THE REQUEST ▸
Copy the rows below verbatim, starting at the line that contains "Quick check: Given the image above, locate" and continuing through the last line of the rows.

Excerpts of labeled region data:
— START —

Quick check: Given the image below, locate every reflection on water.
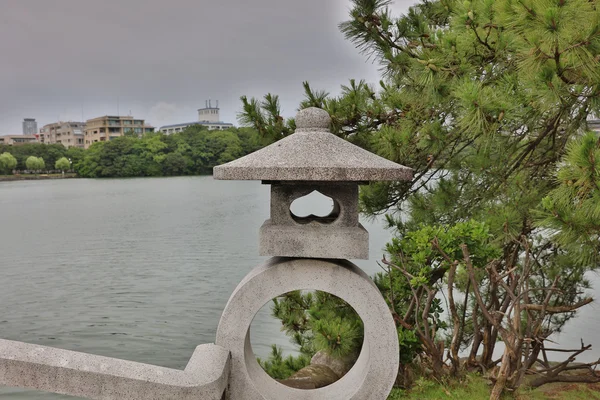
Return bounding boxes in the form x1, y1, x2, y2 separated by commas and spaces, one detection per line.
0, 177, 600, 399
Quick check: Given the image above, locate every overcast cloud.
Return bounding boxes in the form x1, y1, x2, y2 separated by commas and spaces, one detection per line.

— END —

SOLUTION TO THE EXERCISE ▸
Quick check: Given the image above, locate every overcast cloud.
Return bounding boxes in the form x1, y1, x2, y2 separated by commas and spaces, one detection per line.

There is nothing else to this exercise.